[FRAGMENTO DE LA PÁGINA]
Imperio de la desinformación
Hay medios (de cuyos fundamentos y sostenes nada sabemos) que sólo fabrican titulares sensacionalistas sobre noticias falsas. Hacen daño y deben ser sancionados
Ante las nuevas leyes o medidas anunciadas en diferentes ámbitos políticos para intentar frenar de alguna manera el imperio (o la peste) de los bulos ... y la desinformación, surgen las voces de quienes anuncian peligros y proponen reparos por considerar que con estas iniciativas puede verse afectada la libertad de expresión. Todos sabemos que el bulo es una noticia falsa creada con intenciones perversas, y todos conocemos la diferencia entre opinar y desinformar, es decir, la diferencia entre la expresión libre del pensamiento y la propagación de noticias manipuladas o falsas. Y sabemos que desinformar también es omitir informaciones relevantes u ofrecerlas de manera incompleta. La democracia se sostiene en un acceso libre y universal de los ciudadanos a la información veraz. Tanta obligación tienen las democracias de procurar la información veraz, como de protegerse y luchar contra bulos y desinformación. ¿Cómo? Pues con leyes que analicen, determinen y sancionen. No hay otra.
Los errores en el decir, pensar o actuar son consustanciales a nuestra existencia. Hay errores fecundos y errores aciagos. Muchos de los errores que cometemos vienen provocados por la información que nos llega, principalmente a través de las llamadas redes sociales, y que asumimos sin someter a ningún proceso de análisis o reflexión. Muchos errores se producen por asumir mensajes (perceptivos, informativos o educativos) contaminados. Los virus son capaces de entrar en los organismos porque éstos los reconocen como suyos. El sistema inmunológico registra lo que llega como propio y el caballo de Troya se instala trágicamente. Nuestro sistema inmunológico, obnubilado y entusiasmado por la novedad, llega incluso a proteger tumores contra los que debería batallar. Atendemos mejor a quien nos dice lo que queremos escuchar. Si nos llega una noticia que fortalece nuestra manera de pensar, es decir, que interesa a nuestra ideología, o responde a nuestros rencores o carencias, inmediatamente, la aceptamos y compartimos, aun sabiendo que pudiera ser falsa. Incluso algunos medios de comunicación 'serios' se hacen no pocas veces eco de bulos o desinformaciones sin una mínima comprobación. Y, una vez difundida la falsedad, calumnia o maledicencia, el mal queda hecho, y aquí paz y después gloria. Sin rectificaciones. Sin castigo.

[COMPLETA LO SIGUIENTE]
1 - Responde estas preguntas sobre el artículo acerca de la desinformación:
(a) ¿Qué es un bulo según el artículo?
(b) ¿En qué se sostiene la democracia?
(c) ¿Por qué los virus pueden entrar en los organismos?
2 - ¿Podrías continuar el artículo sobre la desinformación a partir del punto en que termina?

[ENTRADAS PROPORCIONADAS]
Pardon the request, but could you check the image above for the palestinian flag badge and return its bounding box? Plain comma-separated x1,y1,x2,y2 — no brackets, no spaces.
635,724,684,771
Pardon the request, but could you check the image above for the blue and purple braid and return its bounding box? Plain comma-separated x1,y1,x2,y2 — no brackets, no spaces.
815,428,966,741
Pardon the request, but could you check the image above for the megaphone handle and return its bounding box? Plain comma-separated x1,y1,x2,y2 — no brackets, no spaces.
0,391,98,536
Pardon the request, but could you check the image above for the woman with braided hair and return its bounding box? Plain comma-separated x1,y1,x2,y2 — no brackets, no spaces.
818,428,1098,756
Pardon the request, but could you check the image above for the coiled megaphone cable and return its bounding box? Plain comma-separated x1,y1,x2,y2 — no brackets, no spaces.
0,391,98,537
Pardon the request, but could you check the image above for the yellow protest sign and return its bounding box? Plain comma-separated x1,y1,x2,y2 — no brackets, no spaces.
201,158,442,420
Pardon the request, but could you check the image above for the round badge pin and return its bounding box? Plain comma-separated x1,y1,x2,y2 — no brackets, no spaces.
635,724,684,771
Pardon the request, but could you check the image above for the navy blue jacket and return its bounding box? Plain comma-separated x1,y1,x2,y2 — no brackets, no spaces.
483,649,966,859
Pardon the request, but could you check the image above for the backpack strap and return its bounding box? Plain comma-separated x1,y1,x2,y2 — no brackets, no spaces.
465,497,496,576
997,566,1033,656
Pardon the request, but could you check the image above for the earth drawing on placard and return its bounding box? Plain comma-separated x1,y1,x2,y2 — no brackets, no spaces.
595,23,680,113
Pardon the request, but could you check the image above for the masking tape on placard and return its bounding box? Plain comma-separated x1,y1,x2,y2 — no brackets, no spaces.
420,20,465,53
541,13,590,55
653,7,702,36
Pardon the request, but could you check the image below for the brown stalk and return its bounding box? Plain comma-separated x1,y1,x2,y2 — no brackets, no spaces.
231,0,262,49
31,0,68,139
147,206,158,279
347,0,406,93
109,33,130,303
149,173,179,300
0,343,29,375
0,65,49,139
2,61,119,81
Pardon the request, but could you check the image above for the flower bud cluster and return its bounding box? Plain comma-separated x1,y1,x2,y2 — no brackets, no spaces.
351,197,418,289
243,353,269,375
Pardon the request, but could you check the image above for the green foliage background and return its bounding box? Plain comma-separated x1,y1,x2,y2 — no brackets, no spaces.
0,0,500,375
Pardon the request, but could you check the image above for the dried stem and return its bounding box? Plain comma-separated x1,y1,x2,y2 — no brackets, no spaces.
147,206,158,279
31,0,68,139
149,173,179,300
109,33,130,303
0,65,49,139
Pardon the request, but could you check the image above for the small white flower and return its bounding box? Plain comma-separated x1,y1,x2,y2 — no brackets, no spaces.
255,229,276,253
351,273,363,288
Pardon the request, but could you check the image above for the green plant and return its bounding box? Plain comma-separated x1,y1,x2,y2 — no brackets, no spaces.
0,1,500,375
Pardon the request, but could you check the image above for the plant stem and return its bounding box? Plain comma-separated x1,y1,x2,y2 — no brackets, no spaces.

[RESPUESTAS DEL EJERCICIO]
1 -
(a) Una noticia falsa creada con intenciones perversas.
(b) En un acceso libre y universal de los ciudadanos a la información veraz.
(c) Porque los organismos los reconocen como suyos.

2 -
Nunca hubo a nuestra disposición tanta información y, sin embargo, el mundo está afectado por la mayor crisis de información de la historia, por la proliferación de los medios perversos de difusión. La incapacidad a la hora de separar los ruidos, los virus, la información inútil o la intencionadamente dañina de la información veraz multiplica nuestros errores (individuales y colectivos) y provoca crisis. Resulta, pues, imprescindible para la salud democrática que el ciudadano sepa quién le informa, cuál es su sostén económico y a qué principios o intereses atiende. La democracia, a este respecto, necesita normas y sanciones para protegerse.
La responsabilidad de los medios de comunicación sigue siendo principal a la hora de señalar relevancias y ocultar determinados datos, así como en la presentación de opiniones como si fueran informaciones, en la exposición de propagandas como si fueran noticias y en la significación de simples ocurrencias como si se tratara de verdades incuestionables. Hay medios (de cuyos fundamentos y sostenes nada sabemos) que únicamente fabrican titulares sensacionales referidos a noticias falsas. Hacen daño y deben ser sancionados.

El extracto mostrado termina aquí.